• Task goal
Please state how many lines in the rows below contain the word "building". Give only the number.

• Data for this exercise
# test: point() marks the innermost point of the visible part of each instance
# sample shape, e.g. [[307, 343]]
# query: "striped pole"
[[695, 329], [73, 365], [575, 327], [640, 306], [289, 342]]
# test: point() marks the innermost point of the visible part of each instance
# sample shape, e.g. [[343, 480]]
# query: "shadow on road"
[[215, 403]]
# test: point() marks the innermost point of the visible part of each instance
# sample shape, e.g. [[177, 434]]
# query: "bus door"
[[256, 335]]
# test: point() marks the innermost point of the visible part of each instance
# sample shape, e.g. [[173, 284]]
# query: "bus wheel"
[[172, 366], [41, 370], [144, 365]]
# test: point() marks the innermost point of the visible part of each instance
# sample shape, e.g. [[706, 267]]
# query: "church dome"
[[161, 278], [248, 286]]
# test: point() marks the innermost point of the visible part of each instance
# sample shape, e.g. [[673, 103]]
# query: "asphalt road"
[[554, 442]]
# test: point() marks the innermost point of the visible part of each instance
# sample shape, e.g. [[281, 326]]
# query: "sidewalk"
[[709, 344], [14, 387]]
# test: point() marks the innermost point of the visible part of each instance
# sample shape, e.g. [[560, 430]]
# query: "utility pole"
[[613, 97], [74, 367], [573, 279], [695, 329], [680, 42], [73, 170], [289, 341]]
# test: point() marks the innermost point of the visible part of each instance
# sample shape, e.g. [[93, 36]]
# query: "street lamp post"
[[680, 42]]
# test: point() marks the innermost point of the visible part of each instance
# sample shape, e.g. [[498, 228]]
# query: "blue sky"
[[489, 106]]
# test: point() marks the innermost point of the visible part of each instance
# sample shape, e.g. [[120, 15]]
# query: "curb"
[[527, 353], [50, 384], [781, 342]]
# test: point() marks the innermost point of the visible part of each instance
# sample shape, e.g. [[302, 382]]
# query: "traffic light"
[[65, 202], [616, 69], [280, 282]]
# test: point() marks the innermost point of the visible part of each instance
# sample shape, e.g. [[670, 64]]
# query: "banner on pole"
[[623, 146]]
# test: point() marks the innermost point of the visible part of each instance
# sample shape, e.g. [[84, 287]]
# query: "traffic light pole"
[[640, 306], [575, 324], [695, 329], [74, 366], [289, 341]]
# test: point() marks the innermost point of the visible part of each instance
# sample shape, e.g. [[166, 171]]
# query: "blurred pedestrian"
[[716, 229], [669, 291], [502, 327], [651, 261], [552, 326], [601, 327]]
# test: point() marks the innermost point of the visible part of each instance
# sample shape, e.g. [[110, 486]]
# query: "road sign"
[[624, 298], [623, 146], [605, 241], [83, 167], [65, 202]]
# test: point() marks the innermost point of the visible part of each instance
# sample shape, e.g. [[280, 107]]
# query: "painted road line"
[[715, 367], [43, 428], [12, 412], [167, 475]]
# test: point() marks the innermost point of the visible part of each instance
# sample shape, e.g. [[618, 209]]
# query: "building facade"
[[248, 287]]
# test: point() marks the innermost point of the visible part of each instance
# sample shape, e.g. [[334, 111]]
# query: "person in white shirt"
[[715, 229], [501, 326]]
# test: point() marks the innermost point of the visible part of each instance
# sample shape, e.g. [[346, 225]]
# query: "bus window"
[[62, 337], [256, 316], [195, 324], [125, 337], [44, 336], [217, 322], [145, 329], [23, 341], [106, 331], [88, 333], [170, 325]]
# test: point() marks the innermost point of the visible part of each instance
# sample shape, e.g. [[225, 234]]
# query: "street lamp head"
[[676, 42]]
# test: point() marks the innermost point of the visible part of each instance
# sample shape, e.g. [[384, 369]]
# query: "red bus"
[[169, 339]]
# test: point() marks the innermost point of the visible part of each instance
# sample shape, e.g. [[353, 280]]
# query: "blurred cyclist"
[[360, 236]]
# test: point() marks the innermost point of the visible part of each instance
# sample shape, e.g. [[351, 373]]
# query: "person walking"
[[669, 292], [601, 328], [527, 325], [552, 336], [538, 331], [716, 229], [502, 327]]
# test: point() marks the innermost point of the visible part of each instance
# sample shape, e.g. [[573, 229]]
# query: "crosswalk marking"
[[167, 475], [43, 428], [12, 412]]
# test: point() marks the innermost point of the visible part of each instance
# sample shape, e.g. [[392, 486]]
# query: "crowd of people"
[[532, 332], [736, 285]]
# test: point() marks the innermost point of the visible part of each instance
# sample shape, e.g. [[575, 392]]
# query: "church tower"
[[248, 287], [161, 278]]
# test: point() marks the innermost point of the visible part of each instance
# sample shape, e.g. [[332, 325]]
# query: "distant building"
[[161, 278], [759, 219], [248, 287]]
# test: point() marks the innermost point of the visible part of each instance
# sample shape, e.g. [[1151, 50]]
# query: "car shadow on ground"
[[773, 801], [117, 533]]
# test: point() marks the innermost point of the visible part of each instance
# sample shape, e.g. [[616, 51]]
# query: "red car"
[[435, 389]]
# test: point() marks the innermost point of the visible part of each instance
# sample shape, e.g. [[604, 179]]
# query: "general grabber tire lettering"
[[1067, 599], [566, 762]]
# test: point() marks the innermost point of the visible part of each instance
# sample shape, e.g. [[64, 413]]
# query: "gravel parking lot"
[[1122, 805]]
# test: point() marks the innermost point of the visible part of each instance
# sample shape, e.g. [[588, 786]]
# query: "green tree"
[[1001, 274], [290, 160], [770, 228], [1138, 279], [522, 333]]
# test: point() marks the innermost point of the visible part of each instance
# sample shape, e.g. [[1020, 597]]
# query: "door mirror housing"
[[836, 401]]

• Reply to the task
2